Supplied records:
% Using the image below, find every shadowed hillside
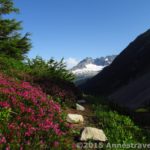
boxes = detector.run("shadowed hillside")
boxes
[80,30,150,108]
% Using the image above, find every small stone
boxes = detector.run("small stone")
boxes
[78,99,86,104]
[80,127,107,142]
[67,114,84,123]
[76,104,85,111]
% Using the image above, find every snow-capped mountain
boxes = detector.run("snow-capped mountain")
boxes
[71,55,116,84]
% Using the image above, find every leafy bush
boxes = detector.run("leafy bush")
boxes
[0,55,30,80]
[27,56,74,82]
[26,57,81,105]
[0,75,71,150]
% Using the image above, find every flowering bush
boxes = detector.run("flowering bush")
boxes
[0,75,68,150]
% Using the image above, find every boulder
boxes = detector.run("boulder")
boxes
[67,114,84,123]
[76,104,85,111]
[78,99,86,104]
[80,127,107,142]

==

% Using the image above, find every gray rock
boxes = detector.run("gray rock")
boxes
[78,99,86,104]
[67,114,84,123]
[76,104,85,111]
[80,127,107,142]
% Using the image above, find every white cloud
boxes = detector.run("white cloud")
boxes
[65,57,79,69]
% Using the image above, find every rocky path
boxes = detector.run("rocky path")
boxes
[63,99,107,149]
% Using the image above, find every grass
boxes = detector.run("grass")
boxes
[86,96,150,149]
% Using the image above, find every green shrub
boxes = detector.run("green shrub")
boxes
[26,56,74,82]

Exercise details:
Rewrite the listing from the line that has "every rocky path" through the line that has "[86,96,150,149]", changing "rocky path" to "dirt trail" and leaving everything else the same.

Complete output:
% Using the image above, find every dirt trail
boxes = detector.run("dirt trail")
boxes
[63,99,107,149]
% Using the image above, find every grass
boxes = detector.run("grass")
boxes
[86,96,150,149]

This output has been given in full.